PROVIDED MATERIAL:
--------------------------------

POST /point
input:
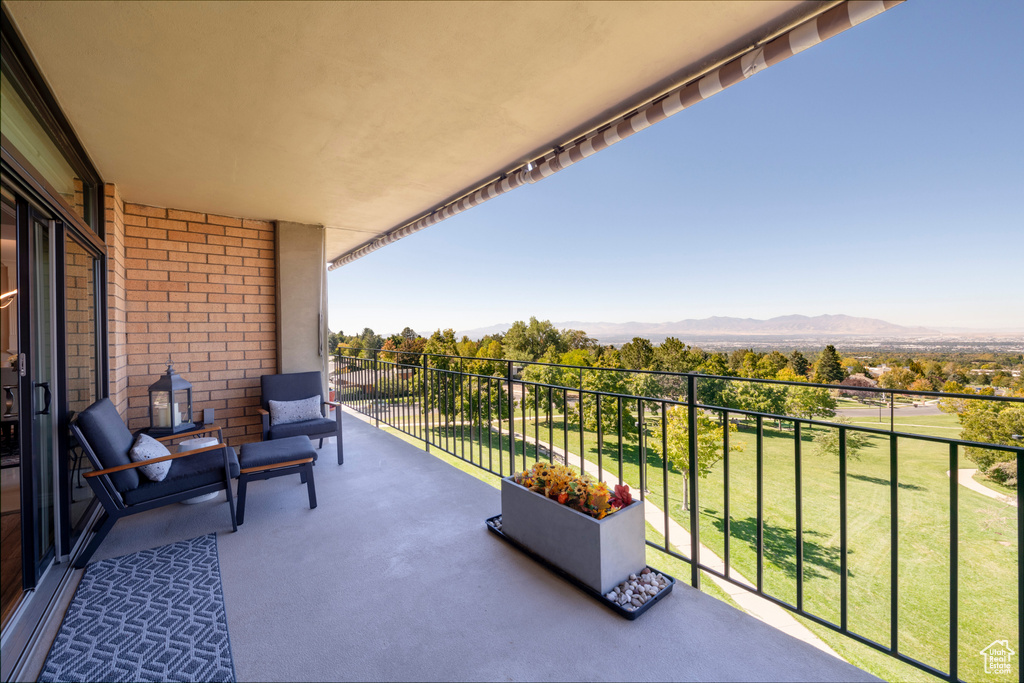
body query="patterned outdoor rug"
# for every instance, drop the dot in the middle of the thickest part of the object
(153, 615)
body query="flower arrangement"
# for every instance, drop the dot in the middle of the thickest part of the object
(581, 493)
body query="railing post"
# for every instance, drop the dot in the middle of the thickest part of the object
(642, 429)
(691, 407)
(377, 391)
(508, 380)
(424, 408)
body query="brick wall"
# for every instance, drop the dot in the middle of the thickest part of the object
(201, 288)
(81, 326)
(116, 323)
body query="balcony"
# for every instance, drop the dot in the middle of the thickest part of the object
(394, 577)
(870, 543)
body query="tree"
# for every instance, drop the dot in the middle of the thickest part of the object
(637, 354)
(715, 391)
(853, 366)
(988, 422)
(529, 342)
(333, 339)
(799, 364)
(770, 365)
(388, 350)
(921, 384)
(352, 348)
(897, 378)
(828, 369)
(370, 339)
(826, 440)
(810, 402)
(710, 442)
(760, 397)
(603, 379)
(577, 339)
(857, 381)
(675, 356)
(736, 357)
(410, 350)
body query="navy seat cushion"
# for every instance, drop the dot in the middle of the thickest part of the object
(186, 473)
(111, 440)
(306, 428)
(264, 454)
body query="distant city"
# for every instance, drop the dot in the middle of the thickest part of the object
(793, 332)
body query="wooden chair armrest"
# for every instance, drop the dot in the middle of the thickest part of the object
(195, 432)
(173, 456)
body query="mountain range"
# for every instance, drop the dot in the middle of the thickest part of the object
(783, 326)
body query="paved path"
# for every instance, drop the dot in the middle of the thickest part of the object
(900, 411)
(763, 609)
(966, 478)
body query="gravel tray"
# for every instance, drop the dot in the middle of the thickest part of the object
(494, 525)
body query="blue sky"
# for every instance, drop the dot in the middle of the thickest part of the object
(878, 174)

--------------------------------

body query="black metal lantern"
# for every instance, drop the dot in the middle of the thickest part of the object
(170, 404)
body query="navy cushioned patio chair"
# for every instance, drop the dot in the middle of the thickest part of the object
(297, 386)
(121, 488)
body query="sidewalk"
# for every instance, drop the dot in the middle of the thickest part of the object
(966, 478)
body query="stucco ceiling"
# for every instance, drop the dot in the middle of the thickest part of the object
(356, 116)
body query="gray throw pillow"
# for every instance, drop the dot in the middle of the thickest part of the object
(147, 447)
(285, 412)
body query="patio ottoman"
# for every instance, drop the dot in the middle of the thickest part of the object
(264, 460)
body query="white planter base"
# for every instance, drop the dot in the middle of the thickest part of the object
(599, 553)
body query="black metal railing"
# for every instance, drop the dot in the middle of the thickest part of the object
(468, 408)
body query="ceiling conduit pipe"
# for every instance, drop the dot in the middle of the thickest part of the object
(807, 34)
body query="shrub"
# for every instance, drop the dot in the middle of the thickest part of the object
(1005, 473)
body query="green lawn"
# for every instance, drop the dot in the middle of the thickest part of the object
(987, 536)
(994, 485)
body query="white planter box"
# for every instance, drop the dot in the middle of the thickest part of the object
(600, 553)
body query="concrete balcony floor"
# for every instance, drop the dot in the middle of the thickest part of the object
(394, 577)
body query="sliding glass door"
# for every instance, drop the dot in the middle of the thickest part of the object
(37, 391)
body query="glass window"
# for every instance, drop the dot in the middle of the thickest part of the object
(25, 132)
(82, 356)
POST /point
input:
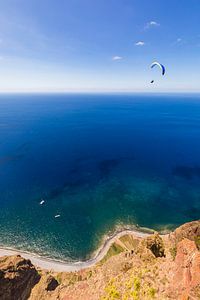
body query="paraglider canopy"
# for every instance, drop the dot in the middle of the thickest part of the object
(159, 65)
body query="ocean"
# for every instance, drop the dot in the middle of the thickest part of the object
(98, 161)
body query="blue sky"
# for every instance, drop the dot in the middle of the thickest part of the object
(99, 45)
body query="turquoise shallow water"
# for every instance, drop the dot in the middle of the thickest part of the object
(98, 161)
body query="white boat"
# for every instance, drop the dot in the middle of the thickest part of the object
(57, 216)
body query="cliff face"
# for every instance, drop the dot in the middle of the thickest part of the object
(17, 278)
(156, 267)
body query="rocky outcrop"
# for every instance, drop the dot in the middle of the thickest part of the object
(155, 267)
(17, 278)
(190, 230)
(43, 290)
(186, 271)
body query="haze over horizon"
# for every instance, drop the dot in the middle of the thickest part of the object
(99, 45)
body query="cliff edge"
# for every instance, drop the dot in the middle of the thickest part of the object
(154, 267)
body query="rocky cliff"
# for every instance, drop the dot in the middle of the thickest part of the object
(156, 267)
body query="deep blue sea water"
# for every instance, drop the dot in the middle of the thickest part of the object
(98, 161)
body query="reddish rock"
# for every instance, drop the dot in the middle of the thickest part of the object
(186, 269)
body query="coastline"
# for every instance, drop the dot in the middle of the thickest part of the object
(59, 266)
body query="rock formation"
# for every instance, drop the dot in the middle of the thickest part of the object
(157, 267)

--------------------------------

WORK INSTRUCTIONS: Pull out every line of the records that contains the word "water".

COMPLETE OUTPUT:
body query="turquoise shallow water"
body query="deep blue sea water"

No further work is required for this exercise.